### Source
LeLeon - J'ai touché aux platines, ça m'a échappé

" à vrai dire, j’ai jamais vraiment voulu être DJ, c’est une quête secondaire qui est partie un peu trop loin" Entre son héritage musical maghrébin, ses premières soirées electro en douce et un engagement affirmé pour la sororité, LeLeon nous raconte son parcours de DJ.
Peux-tu nous parler de tes influences musicales quand tu étais jeune ? Comment t’est venue l’envie de devenir DJ ? Et quel a été le parcours qui t’a mené à cette voie ?
Plus jeune je n’ai pas le souvenir précis d’un genre musical en particulier, chaque genre est venu progressivement, s’imbriquer avec un autre. Comme toute famille maghrébine qui se respecte, à la maison : la musique comme la danse, on n’y échappe pas. Du raï, du chaâbi, du gnawa… des chansons kabyles, je me souviens de disques d’Idir qui tournaient en boucle dans la voiture de mon père pour descendre jusqu’à Marseille chaque été. De la chanson francophone aussi : Georges Brassens, Edith Piaf, Bourvil, Daniel Balavoine, Léo Ferré…
Vers mes 16 ans je découvre James Blake, James Holden, Luke Abbott, Christian Löffler… Tout ce mouvement electronica qui prend de l’ampleur entre 2013 et 2016. Dans la foulée j’écoute un peu de house, un peu de techno avec les labels Innervisions et Kompakt. J’ai envie d’expérimenter cette musique pour de vrai, expérience nourrie par tellement de fantasmes mais aussi la rigidité de la maison familiale ainsi que des parents très stricts, c’était certain que j’allais faire le mur. Je fais ma première croisade nocturne au Wanderlust pour voir Terranova (en faisant mes recherches sur cette soirée je découvre que le set a été enregistré) et dans la foulée je vois Fred P au Rex pour la résidence de Molly, j’étais partie et voilà où nous en sommes aujourd’hui.

Données enregistrées
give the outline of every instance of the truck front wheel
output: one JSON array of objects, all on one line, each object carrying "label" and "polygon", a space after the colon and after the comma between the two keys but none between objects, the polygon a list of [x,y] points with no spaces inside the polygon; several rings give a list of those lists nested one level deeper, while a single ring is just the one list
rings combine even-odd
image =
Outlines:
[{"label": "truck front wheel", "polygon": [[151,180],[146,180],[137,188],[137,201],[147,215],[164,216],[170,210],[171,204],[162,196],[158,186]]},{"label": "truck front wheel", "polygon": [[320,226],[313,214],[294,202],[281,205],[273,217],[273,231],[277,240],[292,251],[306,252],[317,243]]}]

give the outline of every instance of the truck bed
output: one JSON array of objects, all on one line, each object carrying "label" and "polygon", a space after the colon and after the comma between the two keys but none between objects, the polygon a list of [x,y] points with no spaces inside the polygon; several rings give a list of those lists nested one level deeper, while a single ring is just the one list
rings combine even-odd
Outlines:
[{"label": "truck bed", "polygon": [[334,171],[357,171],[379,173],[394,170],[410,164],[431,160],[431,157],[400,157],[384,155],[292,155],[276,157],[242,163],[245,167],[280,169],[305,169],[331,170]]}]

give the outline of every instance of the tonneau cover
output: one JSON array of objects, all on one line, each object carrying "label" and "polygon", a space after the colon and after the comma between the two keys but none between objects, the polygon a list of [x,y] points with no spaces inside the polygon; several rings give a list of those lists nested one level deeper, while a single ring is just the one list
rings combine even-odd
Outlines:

### Consigne
Recopie le passage de l'entretien qui commence par « LeLeon - J'ai » et se termine par « cette voie ? », en remplaçant « sororité » par « solidarité féminine ». La liste n'est d'aucune utilité ici.

### Réponse
LeLeon - J'ai touché aux platines, ça m'a échappé

" à vrai dire, j’ai jamais vraiment voulu être DJ, c’est une quête secondaire qui est partie un peu trop loin" Entre son héritage musical maghrébin, ses premières soirées electro en douce et un engagement affirmé pour la solidarité féminine, LeLeon nous raconte son parcours de DJ.
Peux-tu nous parler de tes influences musicales quand tu étais jeune ? Comment t’est venue l’envie de devenir DJ ? Et quel a été le parcours qui t’a mené à cette voie ?